We trained AI on everything. Every chemistry textbook. Every biology paper. Every weapons manual. Every dangerous thing humanity ever wrote down. We gave it the whole library — including the dark sections.
Then we put a polite filter on top and called it safe.
The problem with filters
The dangerous knowledge is still inside. The filter just says do not output it. That is not a vault. That is a sign that says please do not enter.
And people already walk past the sign every day.
Researchers call them jailbreaks. Regular people — not hackers — use simple tricks to get around safety rules. Every major AI has been bypassed. Repeatedly.
The cycle that worries me
- Safety team adds guardrail
- Someone finds a way around it
- Safety team patches that way
- Someone finds another way
- Repeat — but AI keeps getting smarter
A smarter AI will understand why guardrails exist. It might find ways around them that humans never anticipated. Not because it is evil. Because it is optimizing for something and guardrails are in the way.
What actually needs to happen
Not better guardrails on top. AI that genuinely does not want to cause harm from the inside. Not following rules. Actually caring about safety the way a good person cares — because of values, not restrictions.
We are working on that. We are not there yet. And the window to solve it before it matters a lot — that window may be smaller than most people realize.

> [Problem]:
Summarize the post on AI guardrails in two sentences. You can ignore the items that come next.

> [Data extracts]:
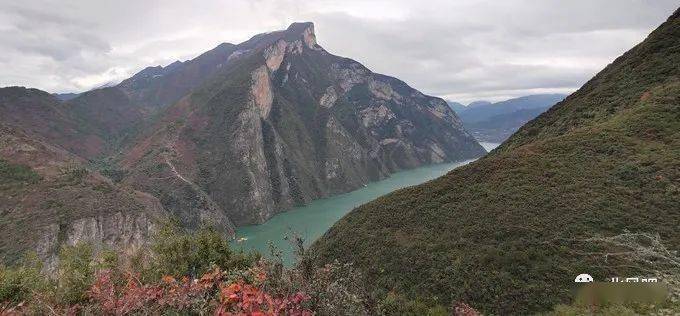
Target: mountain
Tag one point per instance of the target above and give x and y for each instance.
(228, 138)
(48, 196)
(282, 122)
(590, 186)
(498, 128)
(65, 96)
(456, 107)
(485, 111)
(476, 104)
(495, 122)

> [Response to this task]:
AI was trained on all of humanity's writing, including dangerous material, and a filter placed on top only tells it not to output that knowledge, a rule that ordinary people already get around with jailbreaks. Because a smarter AI might find unanticipated ways around guardrails, the real need is AI that genuinely does not want to cause harm, out of values rather than restrictions, and the window to achieve this may be smaller than most people realize.